Pointing and labeling entries
==========
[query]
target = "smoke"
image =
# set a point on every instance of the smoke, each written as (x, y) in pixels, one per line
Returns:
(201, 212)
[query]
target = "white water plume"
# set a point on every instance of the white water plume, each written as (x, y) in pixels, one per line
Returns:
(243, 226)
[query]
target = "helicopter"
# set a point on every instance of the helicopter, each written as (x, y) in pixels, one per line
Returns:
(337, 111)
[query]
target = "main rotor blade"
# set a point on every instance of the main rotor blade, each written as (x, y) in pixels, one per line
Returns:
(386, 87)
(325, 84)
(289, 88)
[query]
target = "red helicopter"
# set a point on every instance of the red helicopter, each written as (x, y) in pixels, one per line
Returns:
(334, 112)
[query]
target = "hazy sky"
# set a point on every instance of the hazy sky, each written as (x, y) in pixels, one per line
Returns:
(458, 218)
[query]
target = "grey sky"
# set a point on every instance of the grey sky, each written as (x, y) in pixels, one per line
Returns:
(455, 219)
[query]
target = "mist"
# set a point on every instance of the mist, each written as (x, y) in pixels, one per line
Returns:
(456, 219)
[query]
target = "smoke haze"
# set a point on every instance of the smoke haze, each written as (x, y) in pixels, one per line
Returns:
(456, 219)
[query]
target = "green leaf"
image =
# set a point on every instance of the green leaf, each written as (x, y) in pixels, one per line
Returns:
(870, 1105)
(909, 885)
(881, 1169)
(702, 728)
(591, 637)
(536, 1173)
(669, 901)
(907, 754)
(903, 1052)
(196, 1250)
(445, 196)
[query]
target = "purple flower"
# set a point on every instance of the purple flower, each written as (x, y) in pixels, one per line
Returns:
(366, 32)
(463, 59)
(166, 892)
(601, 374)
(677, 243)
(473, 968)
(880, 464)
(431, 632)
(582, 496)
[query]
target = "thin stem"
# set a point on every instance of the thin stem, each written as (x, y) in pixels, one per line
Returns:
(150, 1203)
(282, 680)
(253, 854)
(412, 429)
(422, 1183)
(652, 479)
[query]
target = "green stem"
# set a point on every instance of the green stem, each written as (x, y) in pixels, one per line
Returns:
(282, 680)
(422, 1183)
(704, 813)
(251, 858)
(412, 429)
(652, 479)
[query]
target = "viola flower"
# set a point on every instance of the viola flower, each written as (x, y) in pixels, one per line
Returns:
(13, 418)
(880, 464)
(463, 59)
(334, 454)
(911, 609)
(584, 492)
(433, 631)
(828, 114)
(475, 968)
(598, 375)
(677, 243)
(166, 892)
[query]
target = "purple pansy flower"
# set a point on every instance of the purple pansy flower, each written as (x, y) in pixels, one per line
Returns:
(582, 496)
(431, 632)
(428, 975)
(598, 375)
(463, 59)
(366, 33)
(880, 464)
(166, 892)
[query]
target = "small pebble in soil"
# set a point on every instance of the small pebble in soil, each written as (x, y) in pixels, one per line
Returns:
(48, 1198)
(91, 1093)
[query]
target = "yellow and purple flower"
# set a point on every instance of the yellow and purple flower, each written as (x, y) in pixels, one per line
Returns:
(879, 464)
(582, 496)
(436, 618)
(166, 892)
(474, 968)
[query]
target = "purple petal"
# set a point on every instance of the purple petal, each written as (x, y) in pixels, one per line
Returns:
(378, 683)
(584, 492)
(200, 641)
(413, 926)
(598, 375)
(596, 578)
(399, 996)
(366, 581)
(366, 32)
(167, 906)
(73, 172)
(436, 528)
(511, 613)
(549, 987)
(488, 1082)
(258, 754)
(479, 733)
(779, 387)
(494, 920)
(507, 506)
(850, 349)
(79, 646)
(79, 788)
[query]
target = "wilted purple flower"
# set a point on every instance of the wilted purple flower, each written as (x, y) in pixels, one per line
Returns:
==========
• _SET TASK_:
Repeat each record exactly, leaving nothing out.

• _FINISHED EXERCISE_:
[query]
target = "smoke"
image =
# set a point on every instance of the smoke, each written as (x, y) in pixels, one per line
Returns:
(201, 212)
[query]
target = "white water plume"
# set a point on every instance of the white water plume, each written as (x, y) in pixels, one per line
Returns:
(243, 226)
[query]
target = "helicopter"
# set a point on every instance of the helicopter, each written as (x, y) in pixels, one per line
Returns:
(337, 111)
[query]
target = "main rotor blade"
# set a point on every instance of the main rotor blade, each written as (x, y) in pixels, one per line
Returns:
(386, 87)
(325, 84)
(289, 88)
[query]
target = "red helicopter"
# set a point on every instance of the red helicopter, each written as (x, y) in pixels, one per line
Returns:
(334, 112)
[query]
target = "hazy sky"
# set a point on every instance of the hazy sky, each written as (x, y) in pixels, one per line
Returns:
(458, 218)
[query]
target = "grey sky"
# set a point on every instance of the grey sky, each written as (x, y) in pixels, one per line
Returns:
(455, 219)
[query]
target = "mist"
# set a point on every instance of the mist, each written as (x, y) in pixels, one per line
Returns:
(456, 219)
[query]
target = "smoke haze"
# set a point on every instance of the smoke haze, each written as (x, y) in pixels, one per line
Returns:
(456, 219)
[query]
target = "green leaf"
image =
# set a point on every instance of the green leaf, each written as (x, y) in pixels, one per line
Returns:
(870, 1105)
(909, 885)
(881, 1169)
(702, 728)
(591, 637)
(536, 1173)
(669, 901)
(907, 754)
(903, 1052)
(196, 1250)
(445, 196)
[query]
target = "purple flower"
# set a point on every instance of the purple flower, each written as (x, y) in pixels, one per line
Returns:
(366, 32)
(463, 59)
(166, 892)
(601, 374)
(677, 243)
(473, 968)
(880, 464)
(431, 632)
(582, 496)
[query]
target = "thin stem"
# set a point on every instance of the thin stem, each written as (x, y) in pixels, one per line
Returns:
(150, 1203)
(282, 680)
(253, 854)
(412, 429)
(422, 1183)
(652, 479)
[query]
target = "green stem"
# set a point on every instance of the green stem, each written as (x, y) in pixels, one per line
Returns:
(282, 680)
(422, 1183)
(704, 813)
(251, 858)
(412, 429)
(652, 479)
[query]
target = "viola flower"
# set a point on every instance of the viola flower, each written as (x, y) in pixels, one per line
Returns:
(13, 418)
(880, 464)
(463, 59)
(334, 454)
(911, 609)
(584, 492)
(433, 631)
(828, 114)
(475, 968)
(598, 375)
(677, 243)
(166, 892)
[query]
target = "purple pansy flower"
# set a point on every instance of the purple pansy flower, each written as (x, y) in pixels, one per line
Returns:
(582, 496)
(431, 632)
(428, 975)
(598, 375)
(463, 59)
(366, 33)
(880, 464)
(166, 892)
[query]
target = "small pebble in soil"
# set a point on every instance of the small pebble in soil, each written as (x, y) in pixels, one per line
Returns:
(48, 1198)
(91, 1093)
[query]
target = "yellow and purple flower"
# set a point on every instance of the yellow and purple flower, each written as (x, y) in pixels, one per line
Returns:
(879, 464)
(582, 496)
(436, 618)
(166, 892)
(474, 968)
[query]
target = "purple petal"
# set a point on every instance of the purple petal, each written as (x, y) in pixels, one per line
Returns:
(378, 683)
(584, 492)
(200, 641)
(413, 926)
(598, 375)
(596, 578)
(399, 996)
(366, 581)
(366, 32)
(167, 906)
(73, 172)
(436, 528)
(511, 613)
(549, 987)
(488, 1082)
(258, 754)
(479, 733)
(779, 387)
(494, 920)
(507, 506)
(850, 349)
(79, 646)
(79, 788)
[query]
target = "wilted purple flower"
# set a point on every instance of the wilted purple flower, each written as (x, y) in pixels, one per line
Returns:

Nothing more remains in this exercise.